Required tasks —
**A.** Answer these questions from the text on Title X funding:
(i) In what year was Title X created?
(ii) What does the new rule prohibit health providers receiving Title X funds from doing?
(iii) What position does Dr. Karen Lamp hold?
**B.** Carry on the text about the Title X funding rule from its last sentence.

Text for analysis —
★ ★ ★ ★ ★

Title X is a family planning program, created in 1970, to provide services to mostly low-income patients — things like contraception, testing for sexually transmitted infections, pregnancy tests and counseling.

The new rule prohibits any health provider receiving Title X funds from making referrals to abortion providers, or counseling patients about abortion.

Huge providers like Planned Parenthood, and small operations like the Venice Family Clinic, were then put in the position of either refusing these federal funds, or allowing the government to dictate what kind of healthcare they could provide.

Both made the principled decision to turn down the money rather than sacrifice the well-being of their patients.

“Morally speaking, we could not accept Title X money under the current restrictions,” said Dr. Karen Lamp, director of the Venice Family Clinic’s Briskin Women’s Health program. “We are turning away several hundred thousand dollars, and we are going to be under some severe financial challenges moving forward.”

★ ★ ★ ★ ★

(Region pointing data)
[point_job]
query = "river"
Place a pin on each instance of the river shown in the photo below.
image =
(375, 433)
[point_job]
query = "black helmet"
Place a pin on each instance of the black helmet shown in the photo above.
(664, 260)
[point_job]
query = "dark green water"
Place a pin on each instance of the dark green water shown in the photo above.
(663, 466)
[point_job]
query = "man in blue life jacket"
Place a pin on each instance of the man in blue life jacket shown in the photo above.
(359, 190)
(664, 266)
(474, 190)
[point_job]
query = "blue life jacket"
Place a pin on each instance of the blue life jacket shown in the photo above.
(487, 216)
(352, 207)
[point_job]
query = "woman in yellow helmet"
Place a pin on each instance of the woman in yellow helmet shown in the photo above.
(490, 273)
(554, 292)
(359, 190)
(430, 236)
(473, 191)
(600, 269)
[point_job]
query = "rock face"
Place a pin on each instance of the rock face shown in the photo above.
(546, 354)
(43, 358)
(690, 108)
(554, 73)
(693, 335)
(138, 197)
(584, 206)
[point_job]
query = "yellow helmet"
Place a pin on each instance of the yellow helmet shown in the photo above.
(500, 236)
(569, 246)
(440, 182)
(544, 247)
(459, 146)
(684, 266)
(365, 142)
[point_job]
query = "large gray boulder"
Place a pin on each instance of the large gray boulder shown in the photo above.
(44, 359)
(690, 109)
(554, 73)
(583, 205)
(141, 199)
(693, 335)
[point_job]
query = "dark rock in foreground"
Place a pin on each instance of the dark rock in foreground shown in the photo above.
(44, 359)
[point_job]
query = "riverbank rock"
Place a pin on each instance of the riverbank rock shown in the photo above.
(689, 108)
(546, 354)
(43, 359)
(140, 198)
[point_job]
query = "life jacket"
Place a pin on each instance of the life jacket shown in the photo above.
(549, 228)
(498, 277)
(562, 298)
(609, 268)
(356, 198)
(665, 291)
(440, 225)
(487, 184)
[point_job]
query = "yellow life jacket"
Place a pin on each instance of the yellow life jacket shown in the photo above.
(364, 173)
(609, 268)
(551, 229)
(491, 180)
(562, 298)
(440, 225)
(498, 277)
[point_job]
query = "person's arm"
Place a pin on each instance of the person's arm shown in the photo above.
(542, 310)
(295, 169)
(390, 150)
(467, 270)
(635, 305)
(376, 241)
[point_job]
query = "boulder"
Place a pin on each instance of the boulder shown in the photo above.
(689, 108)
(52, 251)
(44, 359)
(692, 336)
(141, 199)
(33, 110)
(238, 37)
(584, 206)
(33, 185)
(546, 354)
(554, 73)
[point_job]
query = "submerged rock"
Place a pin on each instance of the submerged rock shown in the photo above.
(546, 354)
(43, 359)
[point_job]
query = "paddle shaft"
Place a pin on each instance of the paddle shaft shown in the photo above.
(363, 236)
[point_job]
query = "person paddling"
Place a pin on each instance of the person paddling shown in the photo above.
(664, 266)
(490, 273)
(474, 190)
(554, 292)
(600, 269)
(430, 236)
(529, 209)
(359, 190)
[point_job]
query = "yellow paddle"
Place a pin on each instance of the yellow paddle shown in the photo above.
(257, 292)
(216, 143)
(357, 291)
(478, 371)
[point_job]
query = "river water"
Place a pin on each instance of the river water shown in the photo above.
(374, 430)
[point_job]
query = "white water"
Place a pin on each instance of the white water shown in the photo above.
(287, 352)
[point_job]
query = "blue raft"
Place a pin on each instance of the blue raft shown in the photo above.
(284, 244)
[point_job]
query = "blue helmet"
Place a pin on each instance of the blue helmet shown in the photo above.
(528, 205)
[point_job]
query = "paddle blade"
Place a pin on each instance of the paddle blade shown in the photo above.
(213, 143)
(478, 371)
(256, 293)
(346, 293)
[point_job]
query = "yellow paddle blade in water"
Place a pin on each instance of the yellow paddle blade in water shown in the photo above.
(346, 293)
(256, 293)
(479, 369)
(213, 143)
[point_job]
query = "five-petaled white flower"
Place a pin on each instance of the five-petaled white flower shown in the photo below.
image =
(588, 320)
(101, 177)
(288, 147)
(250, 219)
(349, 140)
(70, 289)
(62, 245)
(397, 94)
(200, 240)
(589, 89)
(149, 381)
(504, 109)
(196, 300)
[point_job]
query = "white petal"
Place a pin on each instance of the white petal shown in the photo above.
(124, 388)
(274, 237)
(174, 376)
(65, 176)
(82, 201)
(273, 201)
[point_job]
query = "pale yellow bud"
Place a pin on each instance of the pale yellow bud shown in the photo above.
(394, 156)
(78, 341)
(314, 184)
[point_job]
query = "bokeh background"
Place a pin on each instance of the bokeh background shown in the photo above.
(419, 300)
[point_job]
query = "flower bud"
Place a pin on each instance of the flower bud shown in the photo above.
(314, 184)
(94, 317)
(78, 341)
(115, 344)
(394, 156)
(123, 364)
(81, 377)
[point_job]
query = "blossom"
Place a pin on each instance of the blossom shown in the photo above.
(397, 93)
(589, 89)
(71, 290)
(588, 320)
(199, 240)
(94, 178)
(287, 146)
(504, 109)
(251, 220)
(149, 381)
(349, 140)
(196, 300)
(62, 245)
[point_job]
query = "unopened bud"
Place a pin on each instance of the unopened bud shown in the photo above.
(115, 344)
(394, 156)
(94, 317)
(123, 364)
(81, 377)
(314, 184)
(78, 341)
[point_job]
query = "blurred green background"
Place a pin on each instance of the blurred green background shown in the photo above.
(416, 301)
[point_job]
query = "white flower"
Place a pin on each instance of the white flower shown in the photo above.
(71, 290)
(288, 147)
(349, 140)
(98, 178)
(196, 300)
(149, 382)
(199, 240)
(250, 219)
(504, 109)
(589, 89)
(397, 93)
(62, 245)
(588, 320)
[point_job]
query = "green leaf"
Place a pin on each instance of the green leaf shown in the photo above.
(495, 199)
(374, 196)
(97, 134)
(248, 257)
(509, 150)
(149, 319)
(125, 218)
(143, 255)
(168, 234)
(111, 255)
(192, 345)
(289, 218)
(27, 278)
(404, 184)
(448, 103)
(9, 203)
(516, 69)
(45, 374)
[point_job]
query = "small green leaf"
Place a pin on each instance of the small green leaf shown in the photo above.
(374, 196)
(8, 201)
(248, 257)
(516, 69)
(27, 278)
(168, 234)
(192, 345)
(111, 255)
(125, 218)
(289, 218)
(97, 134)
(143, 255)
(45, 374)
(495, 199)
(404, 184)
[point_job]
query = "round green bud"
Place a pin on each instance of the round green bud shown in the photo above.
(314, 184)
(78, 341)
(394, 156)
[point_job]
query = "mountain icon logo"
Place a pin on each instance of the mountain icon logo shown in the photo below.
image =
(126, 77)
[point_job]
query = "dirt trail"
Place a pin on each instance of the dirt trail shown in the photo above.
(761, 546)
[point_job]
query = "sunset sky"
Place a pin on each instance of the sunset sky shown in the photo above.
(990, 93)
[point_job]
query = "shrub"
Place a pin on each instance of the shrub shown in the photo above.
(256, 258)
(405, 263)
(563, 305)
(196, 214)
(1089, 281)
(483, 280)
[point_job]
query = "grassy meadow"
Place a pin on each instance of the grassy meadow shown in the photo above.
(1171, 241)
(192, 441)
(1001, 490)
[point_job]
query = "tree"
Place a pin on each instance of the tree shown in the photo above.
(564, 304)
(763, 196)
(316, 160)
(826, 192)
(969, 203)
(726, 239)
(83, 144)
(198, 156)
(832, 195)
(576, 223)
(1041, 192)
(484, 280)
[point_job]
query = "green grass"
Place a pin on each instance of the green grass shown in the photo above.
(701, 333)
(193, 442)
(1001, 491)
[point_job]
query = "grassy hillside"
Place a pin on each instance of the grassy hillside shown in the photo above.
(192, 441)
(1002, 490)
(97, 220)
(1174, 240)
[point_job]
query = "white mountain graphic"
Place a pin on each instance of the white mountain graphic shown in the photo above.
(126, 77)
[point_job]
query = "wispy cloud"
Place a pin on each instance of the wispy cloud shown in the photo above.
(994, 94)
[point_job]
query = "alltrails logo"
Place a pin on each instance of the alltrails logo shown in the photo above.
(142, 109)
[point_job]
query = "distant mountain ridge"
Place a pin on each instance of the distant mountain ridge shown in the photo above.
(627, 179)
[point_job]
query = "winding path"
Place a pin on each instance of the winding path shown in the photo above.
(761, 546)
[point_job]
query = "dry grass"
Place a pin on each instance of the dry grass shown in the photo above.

★ ★ ★ ★ ★

Task-by-task outputs —
**A.**
(i) 1970
(ii) Making referrals to abortion providers, or counseling patients about abortion.
(iii) Director of the Venice Family Clinic's Briskin Women's Health program.

**B.**
On March 4, the new, vigorously conservative U.S. Supreme Court heard its first abortion case, June Medical Services vs. Russo. At issue is whether a Louisiana law that requires abortion doctors to have admitting privileges at local hospitals is constitutional, or whether it conflicts with a 2016 Supreme Court ruling, which struck down a similar Texas law.

This case should tell us once and for all whether the newest justices, Neil M .Gorsuch and Brett M. Kavanaugh, will respect the court’s previous rulings upholding abortion rights, or find a way to nullify them.

Despite incessant attacks, abortion remains legal in every state.

Based on what I know of these justices, however, I doubt it will be much longer.